- INPUT DATA -
-- Opening Marker --

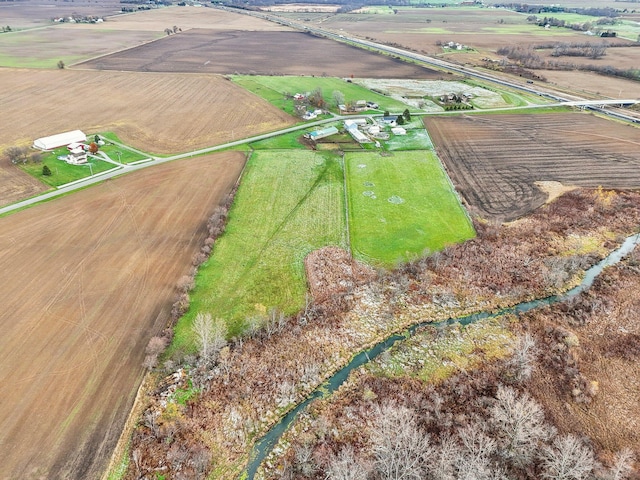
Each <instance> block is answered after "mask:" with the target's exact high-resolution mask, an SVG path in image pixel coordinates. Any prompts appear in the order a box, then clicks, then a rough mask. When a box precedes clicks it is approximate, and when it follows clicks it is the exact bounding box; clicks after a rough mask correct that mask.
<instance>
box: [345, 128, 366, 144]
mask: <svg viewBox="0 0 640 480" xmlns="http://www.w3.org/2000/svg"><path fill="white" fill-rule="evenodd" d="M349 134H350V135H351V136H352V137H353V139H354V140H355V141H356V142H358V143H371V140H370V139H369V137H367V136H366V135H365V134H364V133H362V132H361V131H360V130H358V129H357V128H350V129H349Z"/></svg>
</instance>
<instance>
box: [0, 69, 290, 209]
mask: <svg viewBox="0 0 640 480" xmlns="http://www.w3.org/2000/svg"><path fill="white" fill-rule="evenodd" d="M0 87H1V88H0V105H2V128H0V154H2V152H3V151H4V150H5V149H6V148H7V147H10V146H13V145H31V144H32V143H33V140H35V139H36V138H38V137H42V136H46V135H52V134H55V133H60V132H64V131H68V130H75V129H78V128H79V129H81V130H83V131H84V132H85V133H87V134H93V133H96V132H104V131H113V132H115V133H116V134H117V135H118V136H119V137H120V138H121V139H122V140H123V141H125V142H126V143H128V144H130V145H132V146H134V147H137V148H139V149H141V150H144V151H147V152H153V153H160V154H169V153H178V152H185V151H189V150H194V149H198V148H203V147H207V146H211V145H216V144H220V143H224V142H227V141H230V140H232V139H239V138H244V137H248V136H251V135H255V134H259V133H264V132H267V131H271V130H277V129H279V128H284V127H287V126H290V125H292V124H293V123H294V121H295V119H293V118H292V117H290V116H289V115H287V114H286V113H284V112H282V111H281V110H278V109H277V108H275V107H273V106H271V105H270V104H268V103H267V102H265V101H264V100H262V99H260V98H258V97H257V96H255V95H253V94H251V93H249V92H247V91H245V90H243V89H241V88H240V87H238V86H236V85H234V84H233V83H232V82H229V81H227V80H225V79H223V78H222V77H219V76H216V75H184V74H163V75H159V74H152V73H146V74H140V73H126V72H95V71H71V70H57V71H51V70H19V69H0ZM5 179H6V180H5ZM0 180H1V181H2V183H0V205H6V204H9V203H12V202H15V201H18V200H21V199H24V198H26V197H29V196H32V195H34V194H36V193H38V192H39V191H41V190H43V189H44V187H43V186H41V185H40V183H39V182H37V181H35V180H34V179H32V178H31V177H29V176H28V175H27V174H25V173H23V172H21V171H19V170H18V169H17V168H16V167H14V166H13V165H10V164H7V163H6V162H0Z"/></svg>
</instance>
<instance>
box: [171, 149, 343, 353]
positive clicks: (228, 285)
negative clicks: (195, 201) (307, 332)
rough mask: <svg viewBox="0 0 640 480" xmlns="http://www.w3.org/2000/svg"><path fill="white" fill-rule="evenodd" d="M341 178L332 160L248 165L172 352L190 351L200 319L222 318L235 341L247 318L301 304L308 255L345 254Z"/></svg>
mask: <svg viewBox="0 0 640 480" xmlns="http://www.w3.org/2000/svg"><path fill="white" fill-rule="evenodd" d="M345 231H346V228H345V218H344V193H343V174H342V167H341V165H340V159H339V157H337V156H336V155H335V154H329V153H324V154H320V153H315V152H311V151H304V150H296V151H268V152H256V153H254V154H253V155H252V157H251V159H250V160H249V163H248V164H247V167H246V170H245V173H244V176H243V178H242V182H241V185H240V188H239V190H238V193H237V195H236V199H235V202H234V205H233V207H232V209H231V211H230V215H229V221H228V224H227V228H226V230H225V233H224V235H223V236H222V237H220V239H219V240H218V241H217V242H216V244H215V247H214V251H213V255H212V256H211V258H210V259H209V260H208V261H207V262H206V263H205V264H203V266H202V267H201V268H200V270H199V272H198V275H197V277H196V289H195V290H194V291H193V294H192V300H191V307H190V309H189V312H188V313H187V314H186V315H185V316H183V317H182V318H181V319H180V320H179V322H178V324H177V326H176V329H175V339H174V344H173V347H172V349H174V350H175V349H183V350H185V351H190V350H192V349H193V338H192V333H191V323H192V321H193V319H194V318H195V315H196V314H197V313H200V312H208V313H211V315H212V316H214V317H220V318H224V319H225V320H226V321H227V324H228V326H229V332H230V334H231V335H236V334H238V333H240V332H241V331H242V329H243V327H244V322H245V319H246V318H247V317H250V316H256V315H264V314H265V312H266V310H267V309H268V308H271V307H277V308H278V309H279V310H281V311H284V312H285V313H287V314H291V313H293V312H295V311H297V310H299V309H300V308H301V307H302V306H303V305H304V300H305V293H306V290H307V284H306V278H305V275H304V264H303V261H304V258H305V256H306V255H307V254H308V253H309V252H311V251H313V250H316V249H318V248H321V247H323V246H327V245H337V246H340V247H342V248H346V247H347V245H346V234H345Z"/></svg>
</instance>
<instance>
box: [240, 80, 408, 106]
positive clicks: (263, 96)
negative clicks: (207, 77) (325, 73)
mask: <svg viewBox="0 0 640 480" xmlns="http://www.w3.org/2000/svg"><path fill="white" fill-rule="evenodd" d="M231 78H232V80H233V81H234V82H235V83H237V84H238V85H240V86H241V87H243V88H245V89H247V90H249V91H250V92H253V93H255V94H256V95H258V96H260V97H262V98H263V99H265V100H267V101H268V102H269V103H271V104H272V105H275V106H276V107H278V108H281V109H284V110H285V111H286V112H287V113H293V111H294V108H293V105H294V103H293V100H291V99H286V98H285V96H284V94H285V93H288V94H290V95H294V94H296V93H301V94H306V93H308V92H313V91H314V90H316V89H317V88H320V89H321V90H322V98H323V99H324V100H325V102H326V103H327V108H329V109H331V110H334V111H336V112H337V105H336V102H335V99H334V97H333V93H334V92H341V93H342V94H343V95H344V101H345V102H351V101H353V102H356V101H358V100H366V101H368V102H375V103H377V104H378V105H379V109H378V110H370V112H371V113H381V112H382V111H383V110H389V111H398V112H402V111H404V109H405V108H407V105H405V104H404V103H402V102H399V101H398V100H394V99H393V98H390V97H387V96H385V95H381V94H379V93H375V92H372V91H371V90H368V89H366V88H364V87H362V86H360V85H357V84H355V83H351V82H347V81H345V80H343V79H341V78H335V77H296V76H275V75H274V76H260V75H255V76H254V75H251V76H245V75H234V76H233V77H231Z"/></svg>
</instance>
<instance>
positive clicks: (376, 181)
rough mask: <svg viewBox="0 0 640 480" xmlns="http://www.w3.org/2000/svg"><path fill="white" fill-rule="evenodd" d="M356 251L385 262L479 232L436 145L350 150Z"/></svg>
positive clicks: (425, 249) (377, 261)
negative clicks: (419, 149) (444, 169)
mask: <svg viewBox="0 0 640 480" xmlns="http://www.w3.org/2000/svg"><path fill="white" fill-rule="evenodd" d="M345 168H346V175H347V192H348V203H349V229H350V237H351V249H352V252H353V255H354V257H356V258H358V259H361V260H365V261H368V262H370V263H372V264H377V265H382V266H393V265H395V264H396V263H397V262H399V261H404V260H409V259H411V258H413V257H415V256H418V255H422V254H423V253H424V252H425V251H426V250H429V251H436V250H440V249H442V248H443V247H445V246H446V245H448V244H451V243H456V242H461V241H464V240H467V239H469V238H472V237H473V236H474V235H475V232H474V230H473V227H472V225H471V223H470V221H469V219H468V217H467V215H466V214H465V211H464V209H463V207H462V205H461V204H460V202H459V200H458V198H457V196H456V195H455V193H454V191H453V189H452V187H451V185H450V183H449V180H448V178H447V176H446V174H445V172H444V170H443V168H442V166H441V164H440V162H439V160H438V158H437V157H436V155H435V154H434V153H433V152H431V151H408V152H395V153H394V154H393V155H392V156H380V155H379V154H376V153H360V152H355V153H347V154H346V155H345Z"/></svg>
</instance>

-- Closing Marker --

- TASK ITEM -
Please copy the records from the start of the records through the line containing "box: [345, 128, 366, 144]", inclusive, substituting "coarse mask" for "rough mask" and leaving everything else unchanged. Omit the pictures.

- THE COMPLETED TASK -
Each <instance> block is answered after "mask:" with the target's exact high-resolution mask, an SVG path in image pixel coordinates. Any prompts appear in the order a box, then clicks, then a coarse mask. When a box precedes clicks it is approximate, and when it follows clicks it is the exact bounding box; clicks after a coarse mask correct that mask.
<instance>
box: [345, 128, 366, 144]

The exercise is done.